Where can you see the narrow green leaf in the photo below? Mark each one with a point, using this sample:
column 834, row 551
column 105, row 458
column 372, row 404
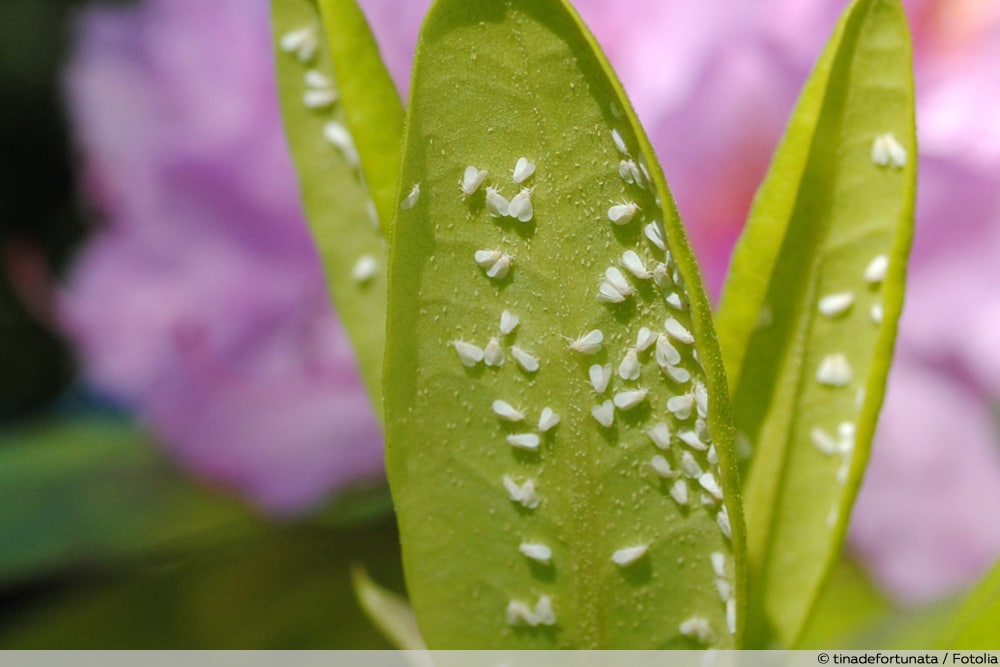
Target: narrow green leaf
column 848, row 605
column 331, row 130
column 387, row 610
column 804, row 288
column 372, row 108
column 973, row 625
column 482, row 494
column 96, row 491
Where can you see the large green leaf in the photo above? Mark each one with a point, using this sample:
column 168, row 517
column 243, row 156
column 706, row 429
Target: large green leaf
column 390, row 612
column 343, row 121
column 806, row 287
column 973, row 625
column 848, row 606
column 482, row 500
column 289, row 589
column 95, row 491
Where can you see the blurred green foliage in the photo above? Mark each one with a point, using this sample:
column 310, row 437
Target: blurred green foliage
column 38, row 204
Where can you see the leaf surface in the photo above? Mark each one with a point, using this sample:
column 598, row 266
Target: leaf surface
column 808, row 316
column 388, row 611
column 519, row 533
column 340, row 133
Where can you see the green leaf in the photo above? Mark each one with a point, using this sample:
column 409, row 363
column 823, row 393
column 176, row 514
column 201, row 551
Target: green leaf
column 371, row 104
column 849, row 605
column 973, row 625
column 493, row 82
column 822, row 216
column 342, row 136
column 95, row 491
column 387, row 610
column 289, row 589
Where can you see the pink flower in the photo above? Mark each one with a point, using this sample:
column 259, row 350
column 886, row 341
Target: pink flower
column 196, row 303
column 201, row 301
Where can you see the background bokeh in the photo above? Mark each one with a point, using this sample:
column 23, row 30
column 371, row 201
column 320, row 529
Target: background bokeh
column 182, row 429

...

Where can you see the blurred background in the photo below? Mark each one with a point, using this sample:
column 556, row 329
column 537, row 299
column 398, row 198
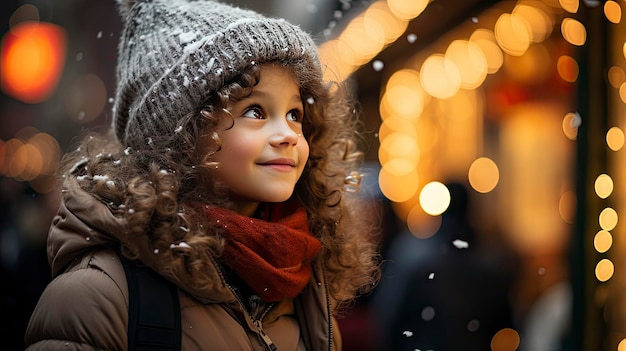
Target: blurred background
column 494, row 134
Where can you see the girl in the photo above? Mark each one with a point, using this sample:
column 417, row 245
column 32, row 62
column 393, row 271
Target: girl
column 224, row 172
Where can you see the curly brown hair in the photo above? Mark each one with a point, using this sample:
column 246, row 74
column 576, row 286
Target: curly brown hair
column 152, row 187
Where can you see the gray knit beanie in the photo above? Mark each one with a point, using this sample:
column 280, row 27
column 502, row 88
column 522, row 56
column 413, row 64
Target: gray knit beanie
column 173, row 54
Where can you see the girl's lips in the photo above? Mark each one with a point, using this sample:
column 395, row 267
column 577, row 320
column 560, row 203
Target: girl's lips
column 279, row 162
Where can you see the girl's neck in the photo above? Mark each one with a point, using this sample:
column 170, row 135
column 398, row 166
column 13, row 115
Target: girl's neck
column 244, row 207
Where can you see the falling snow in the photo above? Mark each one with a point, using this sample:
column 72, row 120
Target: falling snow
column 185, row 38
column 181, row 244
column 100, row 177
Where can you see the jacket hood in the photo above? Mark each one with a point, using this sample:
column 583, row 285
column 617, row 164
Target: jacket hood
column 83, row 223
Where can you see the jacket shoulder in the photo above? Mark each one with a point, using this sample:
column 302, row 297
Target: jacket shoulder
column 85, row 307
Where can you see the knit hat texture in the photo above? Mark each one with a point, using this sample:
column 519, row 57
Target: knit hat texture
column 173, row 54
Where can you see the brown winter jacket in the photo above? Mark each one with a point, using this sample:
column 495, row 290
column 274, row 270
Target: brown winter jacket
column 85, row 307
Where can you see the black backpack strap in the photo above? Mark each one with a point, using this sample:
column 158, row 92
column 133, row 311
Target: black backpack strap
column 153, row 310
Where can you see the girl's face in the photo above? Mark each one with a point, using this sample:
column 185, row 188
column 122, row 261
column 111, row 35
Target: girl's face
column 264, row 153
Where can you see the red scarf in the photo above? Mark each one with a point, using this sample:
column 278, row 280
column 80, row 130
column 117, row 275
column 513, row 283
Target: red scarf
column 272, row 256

### Exercise
Retrieve all lines from the data that contain the string "below".

### Your solution
Where can you see the narrow green leaf in the photo below? Mark each one with a point, using this sample:
Where can you see the blurred background in the photo below? Mark each one with a point, using this sample:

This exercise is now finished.